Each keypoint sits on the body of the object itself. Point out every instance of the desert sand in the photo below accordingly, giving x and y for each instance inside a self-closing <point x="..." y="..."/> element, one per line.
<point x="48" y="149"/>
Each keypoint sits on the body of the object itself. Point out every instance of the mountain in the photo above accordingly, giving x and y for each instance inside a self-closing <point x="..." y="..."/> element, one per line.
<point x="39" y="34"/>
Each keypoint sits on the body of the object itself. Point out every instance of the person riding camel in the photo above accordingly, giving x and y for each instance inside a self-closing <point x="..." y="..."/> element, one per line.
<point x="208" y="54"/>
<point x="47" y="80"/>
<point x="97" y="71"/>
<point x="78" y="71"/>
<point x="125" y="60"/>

SET TASK ▸ Rewrite all of the entries above with "keypoint" changed to "marker" and everything else left the same.

CORRECT RESULT ▸
Each marker sits on the body of the object itself. Point out every instance of the desert sand in the photo below accordingly, giving x and y for each instance inside a self-closing <point x="..." y="..."/> element, one per line.
<point x="48" y="149"/>
Each marker sits on the body of the object itself. Point out every instance of the mountain in the photo above accordingly, giving x and y for each instance inside a self-closing <point x="..." y="..."/> element, one per line.
<point x="39" y="34"/>
Each marker sits on the body of the object itself. Point out every instance of the person riding camel in the photo above accordingly, giving x and y for each instance inside a self-closing <point x="..." y="..."/> element, one per line.
<point x="208" y="54"/>
<point x="47" y="80"/>
<point x="97" y="71"/>
<point x="78" y="71"/>
<point x="125" y="60"/>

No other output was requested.